Problems ->
1. In the email thread on clustering, what is Divya's dependent variable?
2. List every time of day that the email thread on clustering gives for when a message was written.

Passage ->
────────────────────────────────────────
This is good advice if in fact there is no within-state correlation in
the disturbance.

Divya, is there any reason to suspect within-state correlation may
exist?

--Mark

>
> Good luck!
>
> -Steven Samuels
>
> On Sep 1, 2008, at 4:22 PM, Divya Balasubramaniam wrote:
>
> > Hello Dr. Steven,
> >
> > My dependent variable is:share of total number of households in a
> > district having access to tap water. (I have the district totals)
> >
> > Divya.
> > =======================================
> > Divya Balasubramaniam
> > Economics PhD Student
> > Terry College of Business
> > University of Georgia
> > Athens -30602.
> >
> > From: Steven Samuels <sjhsamuels@earthlink.net>
> > Date: September 1, 2008 4:13:40 PM EDT
> > To: statalist@hsphsun2.harvard.edu
> > Subject: Re: st: When number of regressors greater than the
> number of
> > clusters in OLS regression
> >
> >
> > Divya,
> > I reread your question and realize that you probably do not have
> > sample data at all. The Census of India was not a sample at
> all, but,
> > ideally, was a 100% enumeration. (Just as in other countries, this
> > will not be perfectly true.) So, I am not sure that you should be
> > clustering on State, or even on district, for that matter.
> example, do you
> > have information on individual households or just district totals?
> >
> > Regards,
> >
> > Steven
> >
> >
> > On Sep 1, 2008, at 1:05 PM, Steven Samuels wrote:
> >
> >> More basic questions, Divya:  What is your target population:  the
> >> 17 states (of India, perhaps?) or the entire country?  Were the 17
> >> states selected from all states by a sampling process?  Or
> were they
> >> chosen in some other way--for example, because they had data
> >> available.  Are all districts from the selected states in your
> >> sample?
> >>
> >>
> >> -Steven
> >> On Sep 1, 2008, at 12:35 PM, Divya Balasubramaniam wrote:
> >>
> >>> Dear Dr.Schaffer,
> >>>
> >>> I am using clustering in my analysis and I am having some trouble
> >>> understanding some of the important issues. I have read several
> >>> papers you have written on clustering issues and hence I
> am emailing
> >>> you to seek help.
────────────────────────────────────────
Named-object pointing records:
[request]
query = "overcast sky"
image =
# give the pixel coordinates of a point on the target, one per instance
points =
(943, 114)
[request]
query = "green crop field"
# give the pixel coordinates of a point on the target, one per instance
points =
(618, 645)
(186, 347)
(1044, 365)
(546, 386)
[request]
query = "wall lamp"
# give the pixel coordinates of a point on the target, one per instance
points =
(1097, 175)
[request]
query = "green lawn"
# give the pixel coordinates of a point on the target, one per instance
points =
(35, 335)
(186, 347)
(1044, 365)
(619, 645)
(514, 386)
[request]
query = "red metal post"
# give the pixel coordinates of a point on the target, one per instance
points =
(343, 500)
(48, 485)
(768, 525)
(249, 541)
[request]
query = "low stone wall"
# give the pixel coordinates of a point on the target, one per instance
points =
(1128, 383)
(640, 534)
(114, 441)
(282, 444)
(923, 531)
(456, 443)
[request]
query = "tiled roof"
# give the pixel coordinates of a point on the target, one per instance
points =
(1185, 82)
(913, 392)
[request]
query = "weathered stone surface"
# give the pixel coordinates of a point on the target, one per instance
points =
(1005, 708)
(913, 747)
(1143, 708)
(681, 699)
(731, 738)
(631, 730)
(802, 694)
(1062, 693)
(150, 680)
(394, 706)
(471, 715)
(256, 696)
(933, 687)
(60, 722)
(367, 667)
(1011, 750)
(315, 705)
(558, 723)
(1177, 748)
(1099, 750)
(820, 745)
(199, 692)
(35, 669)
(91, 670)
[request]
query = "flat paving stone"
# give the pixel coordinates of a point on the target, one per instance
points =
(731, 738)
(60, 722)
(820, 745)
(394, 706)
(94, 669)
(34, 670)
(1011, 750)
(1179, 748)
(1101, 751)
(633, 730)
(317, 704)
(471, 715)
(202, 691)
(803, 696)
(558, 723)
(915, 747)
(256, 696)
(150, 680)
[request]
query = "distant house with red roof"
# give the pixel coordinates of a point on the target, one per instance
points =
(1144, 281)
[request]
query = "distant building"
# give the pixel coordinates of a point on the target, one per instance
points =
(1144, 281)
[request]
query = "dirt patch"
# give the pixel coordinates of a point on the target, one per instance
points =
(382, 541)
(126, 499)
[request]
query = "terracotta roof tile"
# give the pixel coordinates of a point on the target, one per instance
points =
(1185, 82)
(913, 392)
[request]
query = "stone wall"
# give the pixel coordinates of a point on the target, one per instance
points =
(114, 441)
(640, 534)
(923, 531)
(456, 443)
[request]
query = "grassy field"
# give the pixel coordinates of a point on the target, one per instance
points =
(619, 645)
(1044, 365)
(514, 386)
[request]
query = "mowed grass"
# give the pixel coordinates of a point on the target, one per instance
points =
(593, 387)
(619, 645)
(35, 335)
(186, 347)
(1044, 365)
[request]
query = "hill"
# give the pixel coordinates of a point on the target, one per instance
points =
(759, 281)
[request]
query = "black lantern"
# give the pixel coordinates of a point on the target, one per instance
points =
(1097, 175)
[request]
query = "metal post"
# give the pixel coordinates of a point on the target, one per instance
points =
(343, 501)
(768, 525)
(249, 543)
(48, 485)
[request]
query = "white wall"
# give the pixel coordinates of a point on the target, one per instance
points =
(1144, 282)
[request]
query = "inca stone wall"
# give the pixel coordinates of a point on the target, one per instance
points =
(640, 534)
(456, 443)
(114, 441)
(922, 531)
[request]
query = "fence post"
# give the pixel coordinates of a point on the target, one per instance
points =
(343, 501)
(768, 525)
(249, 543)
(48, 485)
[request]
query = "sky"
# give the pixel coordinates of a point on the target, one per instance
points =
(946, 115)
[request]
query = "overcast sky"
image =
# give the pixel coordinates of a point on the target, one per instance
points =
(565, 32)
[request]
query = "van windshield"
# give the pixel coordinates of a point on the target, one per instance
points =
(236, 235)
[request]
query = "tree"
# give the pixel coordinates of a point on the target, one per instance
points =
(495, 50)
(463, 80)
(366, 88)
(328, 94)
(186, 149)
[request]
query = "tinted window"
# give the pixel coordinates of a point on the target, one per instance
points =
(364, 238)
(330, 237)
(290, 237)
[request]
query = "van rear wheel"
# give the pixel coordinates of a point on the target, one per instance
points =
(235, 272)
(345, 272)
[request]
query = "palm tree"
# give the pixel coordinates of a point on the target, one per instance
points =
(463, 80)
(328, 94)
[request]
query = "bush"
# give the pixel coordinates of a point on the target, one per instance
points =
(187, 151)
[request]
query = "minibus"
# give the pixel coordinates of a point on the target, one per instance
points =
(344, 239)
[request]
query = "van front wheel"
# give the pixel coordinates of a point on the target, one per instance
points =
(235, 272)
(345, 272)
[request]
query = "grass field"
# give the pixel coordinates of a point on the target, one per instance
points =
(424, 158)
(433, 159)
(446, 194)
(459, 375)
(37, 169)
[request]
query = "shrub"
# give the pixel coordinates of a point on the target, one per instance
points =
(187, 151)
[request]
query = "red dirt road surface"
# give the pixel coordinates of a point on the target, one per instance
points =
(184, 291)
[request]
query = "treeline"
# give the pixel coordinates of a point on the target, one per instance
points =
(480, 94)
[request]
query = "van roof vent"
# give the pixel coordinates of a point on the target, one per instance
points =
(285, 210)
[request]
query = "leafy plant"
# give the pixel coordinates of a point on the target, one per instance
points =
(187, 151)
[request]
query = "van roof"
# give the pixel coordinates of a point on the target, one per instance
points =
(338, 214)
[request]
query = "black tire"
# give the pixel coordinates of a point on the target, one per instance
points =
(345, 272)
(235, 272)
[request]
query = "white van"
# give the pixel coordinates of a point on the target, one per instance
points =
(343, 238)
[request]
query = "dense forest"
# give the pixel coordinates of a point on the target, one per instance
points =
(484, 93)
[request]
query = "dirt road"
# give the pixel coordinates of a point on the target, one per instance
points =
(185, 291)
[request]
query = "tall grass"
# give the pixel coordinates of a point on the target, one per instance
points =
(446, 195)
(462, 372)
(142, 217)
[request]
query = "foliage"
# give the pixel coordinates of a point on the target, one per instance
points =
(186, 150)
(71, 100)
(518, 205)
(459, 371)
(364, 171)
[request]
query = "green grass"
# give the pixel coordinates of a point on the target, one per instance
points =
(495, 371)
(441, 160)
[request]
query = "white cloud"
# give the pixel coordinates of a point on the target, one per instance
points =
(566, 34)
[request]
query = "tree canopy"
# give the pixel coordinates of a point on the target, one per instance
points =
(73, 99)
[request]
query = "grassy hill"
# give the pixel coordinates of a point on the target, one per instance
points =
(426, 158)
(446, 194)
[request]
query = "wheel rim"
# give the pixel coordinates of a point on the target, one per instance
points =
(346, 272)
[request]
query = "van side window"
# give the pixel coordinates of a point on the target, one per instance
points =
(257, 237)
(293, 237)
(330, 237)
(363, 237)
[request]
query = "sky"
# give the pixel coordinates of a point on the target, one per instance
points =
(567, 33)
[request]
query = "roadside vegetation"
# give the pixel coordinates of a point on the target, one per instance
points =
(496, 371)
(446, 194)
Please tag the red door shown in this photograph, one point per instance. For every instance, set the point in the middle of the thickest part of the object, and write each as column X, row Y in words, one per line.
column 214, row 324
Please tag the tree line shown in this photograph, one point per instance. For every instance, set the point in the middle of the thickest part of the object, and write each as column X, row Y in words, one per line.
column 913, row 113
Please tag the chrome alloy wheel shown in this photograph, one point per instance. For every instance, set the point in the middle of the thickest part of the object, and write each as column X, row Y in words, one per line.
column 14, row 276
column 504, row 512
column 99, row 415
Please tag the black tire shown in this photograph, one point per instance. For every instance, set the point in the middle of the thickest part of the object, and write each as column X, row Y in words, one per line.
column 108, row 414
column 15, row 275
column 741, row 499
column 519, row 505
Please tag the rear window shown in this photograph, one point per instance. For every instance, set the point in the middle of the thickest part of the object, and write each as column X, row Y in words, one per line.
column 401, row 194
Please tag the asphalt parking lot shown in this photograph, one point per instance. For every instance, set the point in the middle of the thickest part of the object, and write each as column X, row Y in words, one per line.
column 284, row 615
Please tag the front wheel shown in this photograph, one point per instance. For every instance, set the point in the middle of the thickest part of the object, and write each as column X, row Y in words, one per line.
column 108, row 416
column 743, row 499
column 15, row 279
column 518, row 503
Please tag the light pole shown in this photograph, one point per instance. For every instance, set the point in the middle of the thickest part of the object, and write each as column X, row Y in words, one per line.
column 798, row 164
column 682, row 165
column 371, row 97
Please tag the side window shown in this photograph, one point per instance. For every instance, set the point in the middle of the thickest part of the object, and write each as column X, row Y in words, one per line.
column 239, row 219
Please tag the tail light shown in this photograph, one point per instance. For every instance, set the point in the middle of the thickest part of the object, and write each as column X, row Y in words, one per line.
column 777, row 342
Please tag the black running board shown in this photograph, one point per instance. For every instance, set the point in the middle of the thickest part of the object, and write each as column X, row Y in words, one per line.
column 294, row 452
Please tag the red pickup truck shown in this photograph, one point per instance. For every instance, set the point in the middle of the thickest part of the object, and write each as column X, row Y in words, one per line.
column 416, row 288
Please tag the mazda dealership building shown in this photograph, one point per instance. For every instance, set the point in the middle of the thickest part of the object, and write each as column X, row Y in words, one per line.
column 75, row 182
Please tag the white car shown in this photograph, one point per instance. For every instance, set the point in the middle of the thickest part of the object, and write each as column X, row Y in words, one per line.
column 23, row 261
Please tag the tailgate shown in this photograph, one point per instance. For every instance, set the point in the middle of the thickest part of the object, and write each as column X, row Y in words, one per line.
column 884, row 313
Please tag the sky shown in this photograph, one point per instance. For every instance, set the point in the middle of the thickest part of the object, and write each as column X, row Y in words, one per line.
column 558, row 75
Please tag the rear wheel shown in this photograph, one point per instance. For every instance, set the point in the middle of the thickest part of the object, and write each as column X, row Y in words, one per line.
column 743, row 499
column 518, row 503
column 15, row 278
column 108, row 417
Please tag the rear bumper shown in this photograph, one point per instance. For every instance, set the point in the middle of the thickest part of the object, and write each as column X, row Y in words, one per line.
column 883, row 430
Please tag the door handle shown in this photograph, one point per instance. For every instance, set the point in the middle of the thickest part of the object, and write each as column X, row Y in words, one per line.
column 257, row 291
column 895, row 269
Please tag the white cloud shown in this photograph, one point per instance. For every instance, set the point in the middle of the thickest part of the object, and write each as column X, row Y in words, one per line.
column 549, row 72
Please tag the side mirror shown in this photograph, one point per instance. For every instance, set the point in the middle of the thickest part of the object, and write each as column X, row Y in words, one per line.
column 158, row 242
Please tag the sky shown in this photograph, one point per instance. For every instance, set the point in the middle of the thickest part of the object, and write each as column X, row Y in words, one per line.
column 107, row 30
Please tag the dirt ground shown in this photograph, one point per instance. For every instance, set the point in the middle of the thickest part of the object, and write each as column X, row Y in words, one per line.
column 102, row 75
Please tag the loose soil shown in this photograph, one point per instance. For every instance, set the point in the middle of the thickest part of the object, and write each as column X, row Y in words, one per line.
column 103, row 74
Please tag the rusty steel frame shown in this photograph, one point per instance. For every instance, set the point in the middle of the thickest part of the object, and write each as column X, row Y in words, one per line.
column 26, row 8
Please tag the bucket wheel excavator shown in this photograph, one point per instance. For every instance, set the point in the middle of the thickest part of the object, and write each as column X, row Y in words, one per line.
────────────────────────────────────────
Task-by-task answers ->
1. Divya's dependent variable is the share of the total number of households in a district that have access to tap water.

2. 4:22 PM, 4:13:40 PM EDT, 1:05 PM, 12:35 PM